(Page text Opens)

If you had a devastating illness and were given one year to live, what would you do? No question there would be grief and plenty of important decisions to make. If it didn’t debilitate you completely, what would you do with your time? Where would you focus your attention and energy? Would you be willing to spend more time with your loved ones despite the pain that shows up? Would you be doing activities that you’ve enjoyed in life or would you stay home lamenting what life would’ve been if you didn’t have this affliction?
As a mortal being we are guaranteed physical, mental and emotional pain. The prospect of getting away from pain is a fantasy, and we all know it. Yet, when we are in the middle of adversity, we can easily forget. Our nature is to seek comfort, and the human mind is adept at providing infinite solutions to dissuade the pain.
This can happen when you struggle with intrusive thoughts. Your tendency may be to control them. You may try to ignore them. Sometimes you may try to replace, fight or push the thoughts away. After incessantly trying, you may resign yourself to being a victim to what your thoughts say and succumb to compulsions to alleviate your emotional and mental pain.
You may have at some point even wished or prayed to trade your OCD for a physical debilitating illness. No question OCD is torturing, and it can get in the way of living the kind of life you want. Just like you would want to spend your precious time doing what matters with those you care most about, if you had a fatal disease, would you consider a similar stance with the pain that OCD brings into your life?

(Page text Closes)
(Data under study Opens)

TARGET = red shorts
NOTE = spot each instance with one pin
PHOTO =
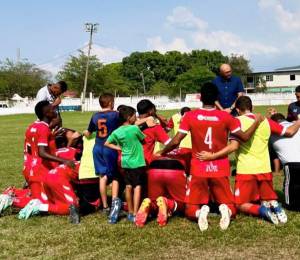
(200, 190)
(168, 183)
(254, 187)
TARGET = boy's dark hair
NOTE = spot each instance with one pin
(120, 107)
(125, 113)
(278, 117)
(105, 99)
(39, 108)
(209, 93)
(144, 106)
(244, 103)
(63, 86)
(184, 110)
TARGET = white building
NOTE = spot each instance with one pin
(279, 80)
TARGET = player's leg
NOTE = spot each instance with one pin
(198, 194)
(269, 199)
(246, 193)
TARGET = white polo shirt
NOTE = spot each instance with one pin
(286, 148)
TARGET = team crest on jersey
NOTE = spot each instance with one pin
(207, 118)
(210, 167)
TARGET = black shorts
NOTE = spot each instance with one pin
(135, 177)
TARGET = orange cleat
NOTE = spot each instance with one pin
(142, 214)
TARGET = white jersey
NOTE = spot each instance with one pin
(286, 148)
(44, 94)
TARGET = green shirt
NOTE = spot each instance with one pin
(129, 138)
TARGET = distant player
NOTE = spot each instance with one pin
(174, 123)
(254, 193)
(294, 108)
(105, 158)
(127, 138)
(209, 129)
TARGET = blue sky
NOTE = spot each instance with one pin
(265, 31)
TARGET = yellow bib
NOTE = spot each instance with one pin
(253, 156)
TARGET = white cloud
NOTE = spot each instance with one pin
(183, 18)
(288, 21)
(106, 54)
(202, 38)
(156, 43)
(230, 43)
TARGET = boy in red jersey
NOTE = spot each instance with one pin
(209, 129)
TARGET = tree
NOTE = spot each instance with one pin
(73, 73)
(23, 78)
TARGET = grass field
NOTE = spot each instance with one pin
(52, 237)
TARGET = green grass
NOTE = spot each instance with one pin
(53, 237)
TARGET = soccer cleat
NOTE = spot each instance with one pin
(267, 214)
(162, 216)
(31, 209)
(225, 216)
(6, 200)
(131, 217)
(202, 218)
(115, 211)
(141, 216)
(74, 216)
(279, 212)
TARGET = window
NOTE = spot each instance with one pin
(269, 77)
(249, 79)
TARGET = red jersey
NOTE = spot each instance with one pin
(39, 134)
(152, 135)
(209, 131)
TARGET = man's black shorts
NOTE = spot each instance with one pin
(135, 177)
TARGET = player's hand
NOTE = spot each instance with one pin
(205, 156)
(228, 110)
(150, 121)
(70, 164)
(5, 202)
(259, 117)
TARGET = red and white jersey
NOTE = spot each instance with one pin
(209, 130)
(152, 135)
(39, 134)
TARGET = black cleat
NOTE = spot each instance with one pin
(74, 215)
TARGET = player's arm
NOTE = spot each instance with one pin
(209, 156)
(293, 129)
(173, 143)
(111, 143)
(245, 136)
(43, 153)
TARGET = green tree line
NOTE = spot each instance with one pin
(150, 72)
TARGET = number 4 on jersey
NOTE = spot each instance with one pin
(208, 137)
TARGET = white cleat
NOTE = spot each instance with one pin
(202, 219)
(225, 216)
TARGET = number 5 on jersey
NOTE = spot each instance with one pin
(208, 137)
(102, 128)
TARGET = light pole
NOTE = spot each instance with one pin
(91, 28)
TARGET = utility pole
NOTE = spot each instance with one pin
(91, 28)
(143, 81)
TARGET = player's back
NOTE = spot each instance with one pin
(209, 129)
(104, 123)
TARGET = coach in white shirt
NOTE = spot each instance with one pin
(51, 93)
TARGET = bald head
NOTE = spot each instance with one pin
(225, 71)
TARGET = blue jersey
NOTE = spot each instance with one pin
(104, 123)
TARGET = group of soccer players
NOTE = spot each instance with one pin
(189, 175)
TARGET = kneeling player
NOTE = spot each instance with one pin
(209, 129)
(166, 187)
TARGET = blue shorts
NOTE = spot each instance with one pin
(105, 161)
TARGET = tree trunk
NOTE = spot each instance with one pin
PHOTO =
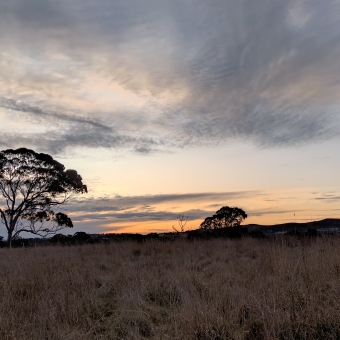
(9, 239)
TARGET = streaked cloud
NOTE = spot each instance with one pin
(156, 76)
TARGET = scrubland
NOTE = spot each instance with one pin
(218, 289)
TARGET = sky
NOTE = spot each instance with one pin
(169, 108)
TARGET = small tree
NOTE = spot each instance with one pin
(31, 185)
(225, 217)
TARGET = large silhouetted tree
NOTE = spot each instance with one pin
(31, 185)
(225, 217)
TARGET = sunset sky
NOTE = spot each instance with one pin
(178, 107)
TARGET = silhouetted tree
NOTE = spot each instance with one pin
(31, 184)
(225, 217)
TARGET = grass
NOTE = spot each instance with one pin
(218, 289)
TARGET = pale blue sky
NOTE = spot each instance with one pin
(168, 107)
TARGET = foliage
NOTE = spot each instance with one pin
(31, 184)
(225, 217)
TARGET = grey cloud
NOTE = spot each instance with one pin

(Data under study Closes)

Can you sum up the passage on OCD and pain in two sentences?

The passage asks how a person given one year to live would spend that time, and it notes that pain is guaranteed for mortal beings even though our nature is to seek comfort. Someone struggling with intrusive thoughts may try to control, ignore or push them away before giving in to compulsions, and the passage asks whether that person might approach OCD's pain the way they would spend precious time on what matters if they had a fatal disease.